Excerpt to read:

============================================================

REASONS FOR DECISION
Mr Gant and Mr Mitchell are home owners in the Colonial Village, a mixed use park and manufactured home village, located at Beams Road, Taigum. Emmetlow Pty Ltd is the park owner.
There is evidence before the Tribunal that:
a)Mr Gant entered into a site agreement with the park owner which commenced on 13 August 2009; and
b)Mr Mitchell entered into a site agreement with the park owner which commenced on 20 June 2008 (the Site Agreements).
These proceedings were commenced on 16 May 2012.
Mr Gant and Mr Mitchell seek orders that:
a) Special Term ST1 (c), (d) and (e) and Schedule 1 items 6 and 7 be deleted from Annexure A to the Site Agreements (Capital Contributions Special Terms);
b) Money paid by them as Capital Contributions be refunded.
Mr Gant and Mr Mitchell contend the Tribunal should exercise the powers in s 22 of the Manufactured Homes (Residential Parks) Act 2003 (the Act) to vary the special terms of the Site Agreements by deleting these parts of the Site Agreements because they are unfair or are in breach of s 23 or 71 of the Act.
Mr Gant and Mr Mitchell submit that the Capital Contributions Special Terms are only contained in 14 of 57 site agreements at the park and that this is unfair because the 14 home owners (including Mr Gant and Mr Mitchell) do not receive any additional benefits to those made available to home owners who do not have obligations to pay Capital Contributions in their site agreements. They also appear to contend it is unfair because the site rents payable at the park are higher than site rents at other parks prior to taking the Capital Contributions into account.
They contend that the Capital Contributions are effectively an increase in site rent in breach of s 23 of the Act as it is circumventing the procedures required to increase site rent set out in s 69 or 71 of the Act.
The evidence before the Tribunal is that:
a)the Capital Contributions are analogous to a sinking fund levy in a body corporate;
b)all new site agreements entered into by the park owner for many years have included these terms;
c)the park owner’s intention is that all new site agreements will contain such terms so that over time it is intended that all site agreements will contain these terms.
The Tribunal has power to make an order it considers appropriate about the proposed variation[1] and an order it considers appropriate to resolve the site agreement dispute.[2]
[1] Section 22(4) of the Act.
[2] Section 140 of the Act.
An agreement is void to the extent it purports to exclude, change or restrict the application or operation of a provision of the Act about the terms of a site agreement.[3]
[3] Section 23(1) of the Act.
In relation to Mr Mitchell there is evidence before the Tribunal that the issue of whether the Capital Contributions Special Terms were valid was litigated between Mr Mitchell and the park owner in Magistrates Court proceedings and his rights in respect of that point were compromised. I accept the submission that as between Mr Mitchell and the park owner the issue of validity has been previously determined by way of consent order.
I find that he was not entitled to bring these proceedings on the basis that the Capital Contribution Special Terms were inconsistent with the Act[4] and therefore he is only able to rely upon the “unfair’ claim in these proceedings in seeking a variation.
[4]That is an issue which goes to validity and either was specifically raised or could have been specifically raised in the prior proceedings.
The main object of the Act is to regulate and promote fair trading practices in the operation of residential parks to protect home owners from unfair business practices and to enable home owners to make informed choices by being fully aware of their rights and responsibilities.[5]
[5] Section 4(1) of the Act.

============================================================

Dataset excerpts:
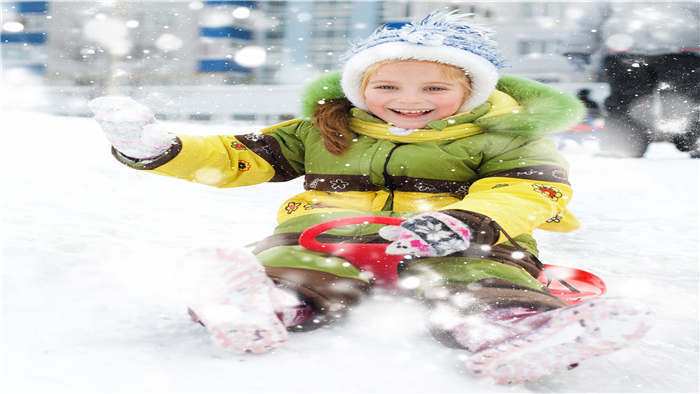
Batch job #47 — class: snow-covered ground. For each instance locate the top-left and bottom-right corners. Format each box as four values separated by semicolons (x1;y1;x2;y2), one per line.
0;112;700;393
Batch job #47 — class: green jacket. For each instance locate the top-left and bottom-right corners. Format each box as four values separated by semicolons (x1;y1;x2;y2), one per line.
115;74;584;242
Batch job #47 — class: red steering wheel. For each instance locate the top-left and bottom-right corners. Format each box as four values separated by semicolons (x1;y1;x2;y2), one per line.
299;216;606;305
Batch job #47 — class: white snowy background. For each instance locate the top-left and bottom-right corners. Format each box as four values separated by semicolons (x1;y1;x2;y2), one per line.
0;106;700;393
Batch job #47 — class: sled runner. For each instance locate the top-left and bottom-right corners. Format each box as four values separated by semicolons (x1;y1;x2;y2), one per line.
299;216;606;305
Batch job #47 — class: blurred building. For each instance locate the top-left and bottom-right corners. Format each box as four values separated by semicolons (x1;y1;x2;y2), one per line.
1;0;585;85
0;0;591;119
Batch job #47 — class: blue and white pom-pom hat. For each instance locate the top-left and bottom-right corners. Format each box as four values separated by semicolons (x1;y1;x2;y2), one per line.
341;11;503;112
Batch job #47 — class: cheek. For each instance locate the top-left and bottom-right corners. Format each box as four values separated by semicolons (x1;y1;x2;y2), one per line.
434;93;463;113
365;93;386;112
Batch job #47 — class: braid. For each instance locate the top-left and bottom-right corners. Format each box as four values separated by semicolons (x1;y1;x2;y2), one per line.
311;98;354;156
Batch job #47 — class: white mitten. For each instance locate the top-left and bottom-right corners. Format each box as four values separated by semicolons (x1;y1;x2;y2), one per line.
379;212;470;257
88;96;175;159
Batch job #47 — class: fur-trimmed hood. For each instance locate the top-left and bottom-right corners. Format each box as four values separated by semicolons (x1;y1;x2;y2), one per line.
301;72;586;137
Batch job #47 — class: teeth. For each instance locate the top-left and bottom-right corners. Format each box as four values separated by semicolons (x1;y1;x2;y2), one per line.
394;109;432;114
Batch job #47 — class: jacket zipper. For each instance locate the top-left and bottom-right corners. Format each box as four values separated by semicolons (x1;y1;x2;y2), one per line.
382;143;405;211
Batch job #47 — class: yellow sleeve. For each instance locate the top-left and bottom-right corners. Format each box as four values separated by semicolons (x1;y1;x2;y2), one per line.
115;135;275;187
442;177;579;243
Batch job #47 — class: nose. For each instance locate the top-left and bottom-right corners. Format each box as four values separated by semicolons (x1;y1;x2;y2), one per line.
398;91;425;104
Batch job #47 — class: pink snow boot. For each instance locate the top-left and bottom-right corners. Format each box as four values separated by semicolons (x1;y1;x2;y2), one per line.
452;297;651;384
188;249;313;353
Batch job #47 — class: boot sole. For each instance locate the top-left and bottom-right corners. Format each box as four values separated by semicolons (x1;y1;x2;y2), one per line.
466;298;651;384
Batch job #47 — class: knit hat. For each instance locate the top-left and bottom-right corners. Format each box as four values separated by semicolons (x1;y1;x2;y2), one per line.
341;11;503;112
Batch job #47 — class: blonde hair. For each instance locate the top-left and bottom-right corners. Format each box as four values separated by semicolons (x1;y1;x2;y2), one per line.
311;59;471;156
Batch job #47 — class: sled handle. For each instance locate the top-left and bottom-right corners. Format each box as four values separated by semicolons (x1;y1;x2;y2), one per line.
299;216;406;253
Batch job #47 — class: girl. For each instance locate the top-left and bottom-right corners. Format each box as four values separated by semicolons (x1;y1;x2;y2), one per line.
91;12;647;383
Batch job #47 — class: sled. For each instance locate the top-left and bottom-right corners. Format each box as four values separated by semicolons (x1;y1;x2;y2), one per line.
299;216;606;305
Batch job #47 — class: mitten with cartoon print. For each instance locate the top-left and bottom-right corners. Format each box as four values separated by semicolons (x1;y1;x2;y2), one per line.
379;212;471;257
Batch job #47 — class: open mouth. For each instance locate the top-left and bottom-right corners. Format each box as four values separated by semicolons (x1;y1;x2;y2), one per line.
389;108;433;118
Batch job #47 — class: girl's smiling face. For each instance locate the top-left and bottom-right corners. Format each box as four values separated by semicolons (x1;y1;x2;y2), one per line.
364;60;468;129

============================================================

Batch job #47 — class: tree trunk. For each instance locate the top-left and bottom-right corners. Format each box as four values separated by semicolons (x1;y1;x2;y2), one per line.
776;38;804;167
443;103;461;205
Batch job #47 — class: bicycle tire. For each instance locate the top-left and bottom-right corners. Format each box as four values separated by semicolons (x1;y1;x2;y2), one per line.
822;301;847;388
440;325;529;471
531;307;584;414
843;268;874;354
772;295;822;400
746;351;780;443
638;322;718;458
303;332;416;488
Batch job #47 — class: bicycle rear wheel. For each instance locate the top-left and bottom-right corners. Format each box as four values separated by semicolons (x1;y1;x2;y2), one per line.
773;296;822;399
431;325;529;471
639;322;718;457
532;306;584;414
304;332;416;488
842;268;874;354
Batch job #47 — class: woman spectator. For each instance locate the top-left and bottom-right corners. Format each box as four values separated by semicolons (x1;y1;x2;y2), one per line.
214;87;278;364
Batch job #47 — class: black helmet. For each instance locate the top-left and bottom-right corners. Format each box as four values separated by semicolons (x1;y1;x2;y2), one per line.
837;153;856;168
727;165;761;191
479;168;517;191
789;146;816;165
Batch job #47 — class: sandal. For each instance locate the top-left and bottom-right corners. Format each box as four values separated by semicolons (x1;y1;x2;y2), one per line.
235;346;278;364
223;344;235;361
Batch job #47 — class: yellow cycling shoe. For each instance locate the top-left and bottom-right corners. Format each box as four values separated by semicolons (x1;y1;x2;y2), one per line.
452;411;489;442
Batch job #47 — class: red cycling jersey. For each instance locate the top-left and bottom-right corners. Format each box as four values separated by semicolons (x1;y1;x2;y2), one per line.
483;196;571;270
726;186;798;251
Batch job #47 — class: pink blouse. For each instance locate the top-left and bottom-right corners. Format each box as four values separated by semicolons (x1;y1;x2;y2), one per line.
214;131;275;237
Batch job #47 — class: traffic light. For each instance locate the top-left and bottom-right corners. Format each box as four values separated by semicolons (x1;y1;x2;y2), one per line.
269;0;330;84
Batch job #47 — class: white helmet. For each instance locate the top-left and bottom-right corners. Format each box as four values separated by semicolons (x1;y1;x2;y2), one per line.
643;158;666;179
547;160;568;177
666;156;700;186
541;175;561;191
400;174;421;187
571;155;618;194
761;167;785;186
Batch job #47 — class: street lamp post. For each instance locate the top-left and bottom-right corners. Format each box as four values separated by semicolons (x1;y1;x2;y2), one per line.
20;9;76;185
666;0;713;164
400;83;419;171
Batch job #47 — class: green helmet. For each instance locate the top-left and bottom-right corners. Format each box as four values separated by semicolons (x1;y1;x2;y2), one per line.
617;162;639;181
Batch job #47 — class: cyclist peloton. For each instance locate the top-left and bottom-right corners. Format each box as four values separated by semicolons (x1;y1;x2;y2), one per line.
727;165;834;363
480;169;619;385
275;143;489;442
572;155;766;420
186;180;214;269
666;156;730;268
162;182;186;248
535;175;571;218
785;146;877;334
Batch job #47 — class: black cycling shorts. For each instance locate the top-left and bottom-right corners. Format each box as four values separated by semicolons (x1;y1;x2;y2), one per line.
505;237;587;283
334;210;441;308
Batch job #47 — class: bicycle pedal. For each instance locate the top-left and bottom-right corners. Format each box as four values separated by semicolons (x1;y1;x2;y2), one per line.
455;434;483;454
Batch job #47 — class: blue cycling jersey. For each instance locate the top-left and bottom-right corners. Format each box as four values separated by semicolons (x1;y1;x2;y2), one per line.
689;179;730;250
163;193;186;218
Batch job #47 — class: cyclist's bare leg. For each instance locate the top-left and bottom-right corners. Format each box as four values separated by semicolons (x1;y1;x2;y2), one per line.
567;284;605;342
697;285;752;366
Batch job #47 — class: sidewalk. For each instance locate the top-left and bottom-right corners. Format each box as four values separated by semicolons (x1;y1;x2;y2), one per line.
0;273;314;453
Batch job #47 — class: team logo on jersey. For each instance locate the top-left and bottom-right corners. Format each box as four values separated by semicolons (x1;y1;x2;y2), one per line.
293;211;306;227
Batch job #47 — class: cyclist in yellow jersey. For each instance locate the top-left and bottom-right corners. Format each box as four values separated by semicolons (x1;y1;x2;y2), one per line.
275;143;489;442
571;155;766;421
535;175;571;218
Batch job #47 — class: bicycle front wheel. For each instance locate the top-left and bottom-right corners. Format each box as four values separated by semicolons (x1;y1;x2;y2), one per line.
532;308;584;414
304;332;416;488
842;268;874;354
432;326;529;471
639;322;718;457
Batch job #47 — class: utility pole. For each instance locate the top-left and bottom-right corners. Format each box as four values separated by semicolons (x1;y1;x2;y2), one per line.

============================================================

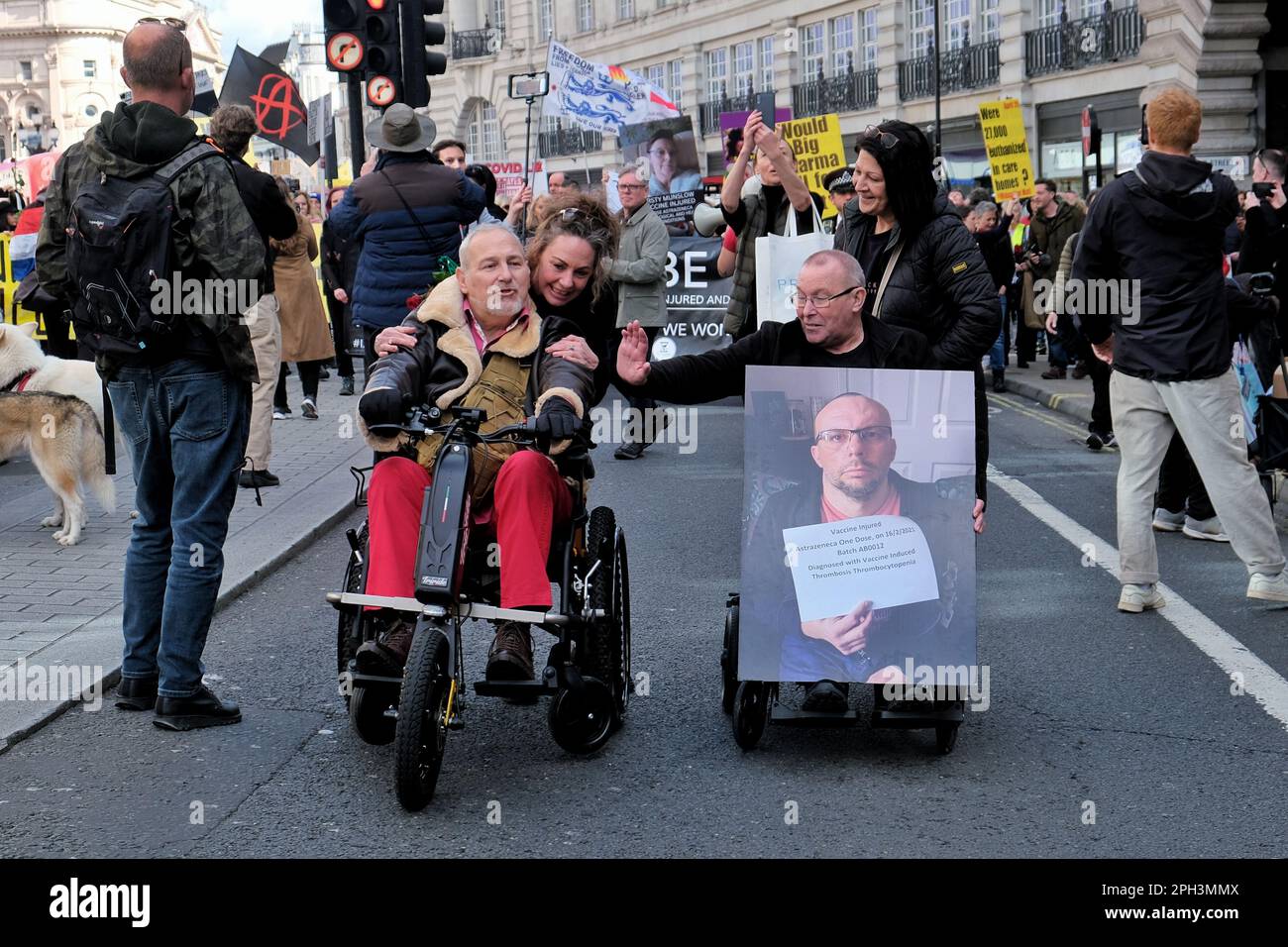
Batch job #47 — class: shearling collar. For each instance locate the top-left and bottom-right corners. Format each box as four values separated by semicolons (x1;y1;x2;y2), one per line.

============================================================

Task set:
- a) Reproduce everything in the tribunal decision from "An agreement is" down to "of consent order.".
- b) Format the records as a two-column CSV with the headers request and boxes. Include only everything from the line containing "Batch job #47 — class: sandal." down to the line containing "452;411;489;442", with one row per request: its text and its answer, each in a single quoted field with line breaks replaced by spaces.

The responses:
- a)
An agreement is void to the extent it purports to exclude, change or restrict the application or operation of a provision of the Act about the terms of a site agreement.[3]
[3] Section 23(1) of the Act.
In relation to Mr Mitchell there is evidence before the Tribunal that the issue of whether the Capital Contributions Special Terms were valid was litigated between Mr Mitchell and the park owner in Magistrates Court proceedings and his rights in respect of that point were compromised. I accept the submission that as between Mr Mitchell and the park owner the issue of validity has been previously determined by way of consent order.

- b)
request,boxes
"Batch job #47 — class: sandal. For each instance locate the top-left and bottom-right corners. Format each box as four values separated by semicolons (x1;y1;x2;y2), one per line.","235;346;278;364 223;344;235;361"
"Batch job #47 — class: yellow cycling shoe. For each instance locate the top-left and bottom-right corners. Format each box as four values separated by semicolons (x1;y1;x2;y2), one per line.","452;411;489;442"